* [Task data]:

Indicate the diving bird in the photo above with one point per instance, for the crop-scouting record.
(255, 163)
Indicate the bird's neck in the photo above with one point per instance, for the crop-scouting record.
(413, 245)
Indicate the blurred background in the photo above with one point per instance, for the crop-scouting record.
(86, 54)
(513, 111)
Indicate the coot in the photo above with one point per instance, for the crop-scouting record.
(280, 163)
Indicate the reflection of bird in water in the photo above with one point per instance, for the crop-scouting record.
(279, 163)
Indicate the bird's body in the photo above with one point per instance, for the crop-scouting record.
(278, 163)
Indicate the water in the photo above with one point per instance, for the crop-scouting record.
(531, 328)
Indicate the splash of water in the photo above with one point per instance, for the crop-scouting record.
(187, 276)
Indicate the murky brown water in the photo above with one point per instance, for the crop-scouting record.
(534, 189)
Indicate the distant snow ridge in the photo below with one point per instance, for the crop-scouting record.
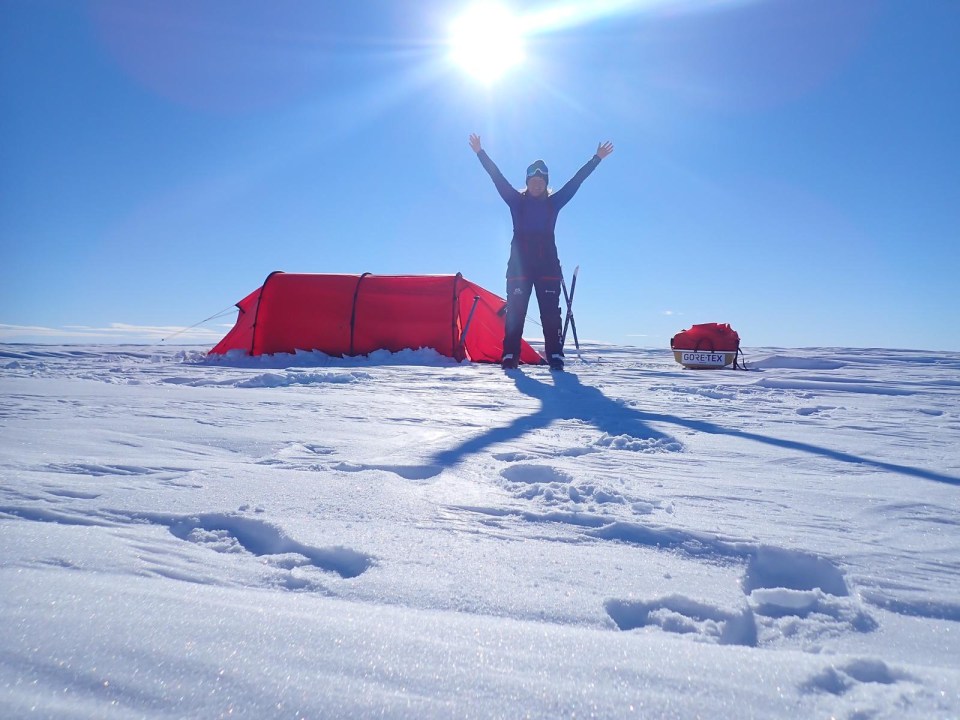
(641, 445)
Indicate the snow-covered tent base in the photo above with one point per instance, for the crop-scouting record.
(357, 314)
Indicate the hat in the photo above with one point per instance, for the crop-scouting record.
(538, 167)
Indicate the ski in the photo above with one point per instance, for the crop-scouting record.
(569, 322)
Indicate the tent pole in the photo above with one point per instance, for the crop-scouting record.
(466, 328)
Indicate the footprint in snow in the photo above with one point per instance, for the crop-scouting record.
(237, 533)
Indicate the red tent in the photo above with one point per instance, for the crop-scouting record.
(357, 314)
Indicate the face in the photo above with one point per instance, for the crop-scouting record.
(536, 186)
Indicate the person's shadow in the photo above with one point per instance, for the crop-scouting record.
(567, 399)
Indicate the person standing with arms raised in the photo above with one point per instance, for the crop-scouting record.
(534, 263)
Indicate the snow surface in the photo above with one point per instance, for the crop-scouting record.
(403, 536)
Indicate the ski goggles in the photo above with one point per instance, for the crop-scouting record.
(538, 169)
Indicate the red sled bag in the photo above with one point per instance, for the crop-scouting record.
(709, 346)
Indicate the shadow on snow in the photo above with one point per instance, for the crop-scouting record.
(567, 399)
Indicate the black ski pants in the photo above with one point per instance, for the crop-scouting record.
(518, 299)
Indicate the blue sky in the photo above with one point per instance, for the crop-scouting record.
(791, 167)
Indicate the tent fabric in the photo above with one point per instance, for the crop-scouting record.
(357, 314)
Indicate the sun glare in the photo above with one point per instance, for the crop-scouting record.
(487, 41)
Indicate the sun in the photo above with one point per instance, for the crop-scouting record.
(487, 41)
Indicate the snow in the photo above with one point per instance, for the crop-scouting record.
(408, 537)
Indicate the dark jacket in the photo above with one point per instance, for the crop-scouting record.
(533, 250)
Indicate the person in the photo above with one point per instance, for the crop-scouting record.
(534, 263)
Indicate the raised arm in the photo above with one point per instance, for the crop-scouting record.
(562, 196)
(509, 193)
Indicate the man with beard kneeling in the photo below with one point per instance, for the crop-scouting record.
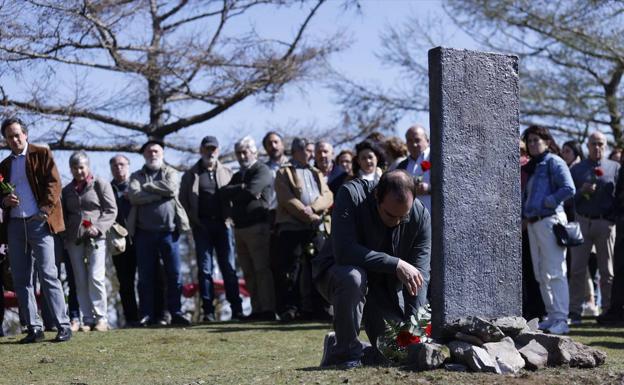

* [Problem requirements]: Which lines in the rows contain the word "water" with matching case? Gather every such line and copy it out.

* [Problem solution]:
Indicate the reflection of bird in water in the photo above with one point per instance, for the crop-scouting record.
Indicate the water in the photo above with one point per instance, for the crop-scouting record.
Indicate the splash of water in the photo above with one point per instance, for the crop-scouting record.
Indicate the murky brown water in the photo above with one point per instance, for the crop-scouting record.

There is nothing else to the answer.